[Region pointing data]
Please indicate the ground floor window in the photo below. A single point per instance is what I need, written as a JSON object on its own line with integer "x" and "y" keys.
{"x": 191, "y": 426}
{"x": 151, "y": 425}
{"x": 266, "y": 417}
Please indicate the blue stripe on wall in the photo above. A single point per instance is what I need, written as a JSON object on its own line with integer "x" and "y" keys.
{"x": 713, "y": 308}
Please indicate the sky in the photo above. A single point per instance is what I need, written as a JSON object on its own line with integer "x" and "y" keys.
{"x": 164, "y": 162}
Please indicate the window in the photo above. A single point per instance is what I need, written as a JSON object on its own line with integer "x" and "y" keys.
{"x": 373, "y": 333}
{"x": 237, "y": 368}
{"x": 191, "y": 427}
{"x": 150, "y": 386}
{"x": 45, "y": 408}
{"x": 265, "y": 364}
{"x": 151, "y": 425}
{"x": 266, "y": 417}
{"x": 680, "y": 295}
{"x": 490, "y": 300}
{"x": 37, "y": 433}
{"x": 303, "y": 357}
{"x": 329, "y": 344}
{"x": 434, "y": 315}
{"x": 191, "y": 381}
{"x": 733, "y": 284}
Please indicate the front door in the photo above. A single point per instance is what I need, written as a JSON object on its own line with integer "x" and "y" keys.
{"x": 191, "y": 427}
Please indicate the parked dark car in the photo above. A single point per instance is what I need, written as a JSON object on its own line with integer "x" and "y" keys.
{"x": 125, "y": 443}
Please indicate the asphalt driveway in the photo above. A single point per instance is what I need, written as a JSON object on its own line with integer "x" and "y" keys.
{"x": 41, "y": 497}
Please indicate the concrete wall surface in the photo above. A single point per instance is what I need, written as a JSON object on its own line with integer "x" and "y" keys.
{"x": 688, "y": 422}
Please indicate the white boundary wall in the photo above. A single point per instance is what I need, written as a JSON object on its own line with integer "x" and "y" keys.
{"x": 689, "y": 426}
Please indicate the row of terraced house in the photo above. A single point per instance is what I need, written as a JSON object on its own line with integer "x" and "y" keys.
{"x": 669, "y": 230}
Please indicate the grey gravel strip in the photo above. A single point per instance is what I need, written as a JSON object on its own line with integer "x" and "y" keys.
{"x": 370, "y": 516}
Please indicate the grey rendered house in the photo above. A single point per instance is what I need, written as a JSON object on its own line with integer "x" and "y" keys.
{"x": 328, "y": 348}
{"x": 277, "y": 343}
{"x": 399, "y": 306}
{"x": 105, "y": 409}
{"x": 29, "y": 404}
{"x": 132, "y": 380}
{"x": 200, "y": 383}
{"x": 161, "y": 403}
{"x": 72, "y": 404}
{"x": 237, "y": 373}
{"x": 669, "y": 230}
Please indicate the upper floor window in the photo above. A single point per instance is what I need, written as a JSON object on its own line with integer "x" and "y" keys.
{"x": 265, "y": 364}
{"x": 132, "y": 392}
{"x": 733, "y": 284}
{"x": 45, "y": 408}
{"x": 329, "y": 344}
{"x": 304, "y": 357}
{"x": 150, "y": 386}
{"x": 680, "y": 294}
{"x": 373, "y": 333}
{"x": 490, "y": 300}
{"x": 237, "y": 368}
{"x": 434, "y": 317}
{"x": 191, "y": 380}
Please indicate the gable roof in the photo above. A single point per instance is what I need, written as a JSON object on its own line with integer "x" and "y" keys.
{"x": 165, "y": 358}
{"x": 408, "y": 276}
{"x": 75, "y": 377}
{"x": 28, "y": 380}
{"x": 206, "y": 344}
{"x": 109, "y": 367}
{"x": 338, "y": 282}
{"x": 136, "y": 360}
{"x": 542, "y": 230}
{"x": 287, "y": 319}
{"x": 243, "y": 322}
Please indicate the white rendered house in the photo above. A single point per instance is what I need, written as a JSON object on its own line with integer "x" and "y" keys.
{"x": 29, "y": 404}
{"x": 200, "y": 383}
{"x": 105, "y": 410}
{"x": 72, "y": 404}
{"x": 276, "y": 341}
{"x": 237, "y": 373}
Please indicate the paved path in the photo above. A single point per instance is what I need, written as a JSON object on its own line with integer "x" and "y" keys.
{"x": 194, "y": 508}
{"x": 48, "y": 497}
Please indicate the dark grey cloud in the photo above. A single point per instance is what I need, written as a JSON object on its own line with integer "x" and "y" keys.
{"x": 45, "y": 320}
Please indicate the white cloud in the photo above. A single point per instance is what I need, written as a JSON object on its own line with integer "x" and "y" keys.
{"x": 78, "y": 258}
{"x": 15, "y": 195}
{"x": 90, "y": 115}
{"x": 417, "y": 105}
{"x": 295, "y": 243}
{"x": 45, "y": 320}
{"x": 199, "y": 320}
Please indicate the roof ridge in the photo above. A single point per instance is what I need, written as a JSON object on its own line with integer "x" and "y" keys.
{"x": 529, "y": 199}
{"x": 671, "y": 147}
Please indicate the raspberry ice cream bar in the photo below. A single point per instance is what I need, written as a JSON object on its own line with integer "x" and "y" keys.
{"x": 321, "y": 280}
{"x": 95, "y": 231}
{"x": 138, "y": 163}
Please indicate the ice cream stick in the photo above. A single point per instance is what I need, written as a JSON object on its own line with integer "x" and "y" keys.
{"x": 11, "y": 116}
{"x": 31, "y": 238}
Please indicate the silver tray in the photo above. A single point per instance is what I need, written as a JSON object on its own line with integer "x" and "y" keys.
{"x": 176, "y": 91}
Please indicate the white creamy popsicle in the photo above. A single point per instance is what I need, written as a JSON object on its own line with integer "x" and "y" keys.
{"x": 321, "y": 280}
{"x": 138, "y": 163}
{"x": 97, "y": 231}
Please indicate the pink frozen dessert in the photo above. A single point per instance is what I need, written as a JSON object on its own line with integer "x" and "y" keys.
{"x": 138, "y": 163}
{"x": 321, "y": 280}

▶ **Exercise directions**
Please print the records above exactly, leaving nothing out.

▶ **Exercise result**
Please indicate the ground floor window in the photo below. A single point per instance is what I need, written as a JSON object on its own line with integer "x" and "y" keys.
{"x": 191, "y": 426}
{"x": 151, "y": 425}
{"x": 266, "y": 417}
Please indicate the blue stripe on wall in the photo above. A single point per instance is what I need, written as a JSON object on its own line with integer "x" and "y" keys.
{"x": 713, "y": 308}
Please indicate the sky in the photo above. A single point per instance is what I need, written as a JSON object on its own line with integer "x" and "y" keys.
{"x": 164, "y": 162}
Please indicate the window in the photo above. A single point per instance is what I need, written as a JSON object on its own line with integer "x" and "y" keys.
{"x": 373, "y": 333}
{"x": 237, "y": 368}
{"x": 191, "y": 427}
{"x": 150, "y": 386}
{"x": 45, "y": 408}
{"x": 265, "y": 364}
{"x": 151, "y": 425}
{"x": 266, "y": 417}
{"x": 680, "y": 295}
{"x": 490, "y": 300}
{"x": 37, "y": 433}
{"x": 303, "y": 357}
{"x": 329, "y": 344}
{"x": 434, "y": 315}
{"x": 191, "y": 381}
{"x": 733, "y": 284}
Please indicate the front door in the photo above. A single point per instance is what I need, written as a JSON object on its own line with integer "x" and "y" keys.
{"x": 191, "y": 427}
Please indicate the parked dark car in the photo above. A single point per instance is what I need, written as a JSON object on its own line with integer "x" and "y" keys.
{"x": 125, "y": 443}
Please indicate the asphalt driveway in the photo above. A single point per instance is what I need, written as a JSON object on its own line with integer "x" and "y" keys.
{"x": 41, "y": 497}
Please indicate the concrete wall surface in the photo above. A single point per instance is what I need, written as a JSON object on its own line with integer "x" and "y" keys.
{"x": 688, "y": 422}
Please indicate the white boundary wall in the photo above. A single point per instance is what I need, written as a JSON object on its own line with integer "x" and "y" keys.
{"x": 689, "y": 426}
Please indicate the row of terraced house in the photo above. A single point per instance is what I need, written as a JSON object on its own line with integer "x" and "y" keys.
{"x": 669, "y": 230}
Please indicate the grey gravel strip in the photo above. A single point per instance is what I need, written as a JSON object on its own line with integer "x" and "y" keys.
{"x": 370, "y": 516}
Please indicate the grey rendered house in the photo above. A single point per instance is what I need, written as a JSON object on its own line with integer "x" and "y" keys.
{"x": 328, "y": 348}
{"x": 277, "y": 343}
{"x": 399, "y": 306}
{"x": 105, "y": 409}
{"x": 29, "y": 404}
{"x": 132, "y": 380}
{"x": 200, "y": 383}
{"x": 161, "y": 403}
{"x": 72, "y": 404}
{"x": 237, "y": 373}
{"x": 669, "y": 230}
Please indicate the upper floor window in the photo above. A single point per instance is what I need, written as a JSON object on its own line with integer "x" and "y" keys.
{"x": 265, "y": 364}
{"x": 132, "y": 392}
{"x": 733, "y": 284}
{"x": 45, "y": 408}
{"x": 329, "y": 344}
{"x": 304, "y": 357}
{"x": 150, "y": 386}
{"x": 680, "y": 294}
{"x": 373, "y": 333}
{"x": 490, "y": 300}
{"x": 237, "y": 368}
{"x": 434, "y": 317}
{"x": 191, "y": 380}
Please indicate the gable roof in the photo above. A single point per instance is what I need, written as a JSON object on its own line with integer "x" and "y" keys.
{"x": 165, "y": 358}
{"x": 408, "y": 276}
{"x": 75, "y": 377}
{"x": 28, "y": 380}
{"x": 206, "y": 344}
{"x": 109, "y": 367}
{"x": 338, "y": 282}
{"x": 136, "y": 360}
{"x": 542, "y": 230}
{"x": 287, "y": 319}
{"x": 243, "y": 322}
Please indicate the white rendered house in the photo above. A single point per instance is what I need, written as a JSON object on its own line with integer "x" and "y" keys.
{"x": 29, "y": 404}
{"x": 200, "y": 383}
{"x": 105, "y": 410}
{"x": 72, "y": 404}
{"x": 276, "y": 341}
{"x": 237, "y": 373}
Please indicate the paved path in the photo above. A single point per instance is what I need, written as a JSON object on its own line with integer "x" and "y" keys.
{"x": 194, "y": 508}
{"x": 48, "y": 497}
Please indicate the dark grey cloud in the photo above. A single point per instance is what I need, written as a JSON object on its own line with integer "x" and "y" keys.
{"x": 45, "y": 320}
Please indicate the white cloud in the photo above. A single point per instance is what I need, written as a JSON object on its own line with integer "x" and "y" keys.
{"x": 78, "y": 258}
{"x": 15, "y": 195}
{"x": 90, "y": 115}
{"x": 417, "y": 105}
{"x": 295, "y": 243}
{"x": 45, "y": 320}
{"x": 199, "y": 320}
Please indicate the roof ridge in the photo above. A single point per instance is what I need, written as a JSON object on its own line with integer "x" and "y" keys.
{"x": 529, "y": 199}
{"x": 671, "y": 147}
Please indicate the raspberry ice cream bar in the photo below. A single point per instance is what I need, written as a JSON object on its own line with integer "x" and "y" keys.
{"x": 321, "y": 280}
{"x": 95, "y": 231}
{"x": 138, "y": 163}
Please indicate the ice cream stick in the photo above. A single point per instance is what I need, written as a JSON object on its own line with integer "x" and "y" keys.
{"x": 11, "y": 116}
{"x": 31, "y": 238}
Please indicate the silver tray in the photo above. A single point per instance is what I need, written as a JSON object on its own line with integer "x" and "y" keys.
{"x": 176, "y": 91}
Please indicate the white creamy popsicle in the photo above. A single point per instance is what I need, written as a JSON object on its own line with integer "x" and "y" keys.
{"x": 321, "y": 280}
{"x": 138, "y": 163}
{"x": 97, "y": 231}
Please indicate the pink frozen dessert in the photo above. A single point per instance is what I need, written as a JSON object on its own line with integer "x" and "y" keys.
{"x": 138, "y": 163}
{"x": 321, "y": 280}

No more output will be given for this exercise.